Scientists in the UK are set to investigate how capsaicin, the compound gives red chilli pepper it heat, could combat inflammation in arthritis.
Researchers at the King's College, London, led by Professor Susan Brain, are hoping to harness the effects of capsaicin to relieve arthritic pain - without the burning side effects of chilli peppers.
Capsaicin has been used in folk medicine as a remedy for rheumatism. The humble red chilli pepper has also been in the news recently with research linking the spice to inhibiting the growth of pancreatic cancer cells, as well as suggesting it may cut fat and energy intake when added to the diet.
"Pain from arthritic joints has serious effects on quality of life, and the use of anti-inflammatory pain killers can be associated with adverse side effects," explained Professor Brain.
"We know that the activation of a mechanism called TRPV1 on pain-sensitive nerves is involved in arthritis models. However, little is known of mechanisms that link the inflammatory and pain-sensitive components."
Brain said that it is known that capsaicin can stimulate the TRPV1 mechanism and that the new project is designed to expand the understanding of how capsaicin works to combat the effects of one of the best-known inflammatory substances, TNF-alpha.
*-*-*
PROBLEM A
Translate this sentence from the capsaicin and arthritis article into Spanish: "Capsaicin has been used in folk medicine as a remedy for rheumatism."
PROBLEM B
In the capsaicin and arthritis article, who leads the King's College London researchers?
PROBLEM C
Carry the capsaicin and arthritis article forward from its last sentence.
The listing is not needed for any of this work.

INFORMATION SHOWN
*-*-*
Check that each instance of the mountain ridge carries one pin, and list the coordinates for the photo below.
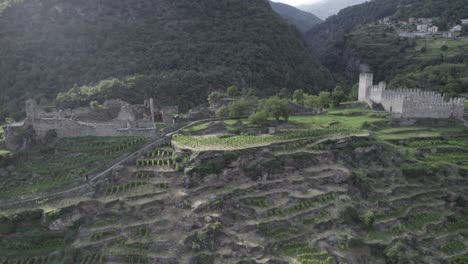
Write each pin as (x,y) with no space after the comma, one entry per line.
*-*-*
ANSWER A
La capsaicina se ha utilizado en la medicina popular como remedio para el reumatismo.

ANSWER B
Professor Susan Brain.

ANSWER C
A spokesperson from the charity Arthritis Research Campaign, which is funding the £127,000 two-year project, said that any new initiative to help reduce the pain of arthritis is welcomed, but stressed the project was in its very early stages.
"We know that capsaicin has a pain-relieving effect when used in cream form, so it makes sense to try and harness its anti-inflammatory properties into a tablet," the spokesperson told NutraIngredients.com.
The tablet could be dietary supplement with red chilli pepper extracts. "This is possibly what the researchers are hoping for," said the spokesperson. "But it's too early to speculate."
But increasing dietary intake of chilli peppers would probably not be a good idea.
Approximately seven million people in the UK alone are reported to have long-term health problems associated with arthritis. Around 206 million working days were lost in the UK in 1999-2000, equal to £18bn (€26bn) of lost productivity.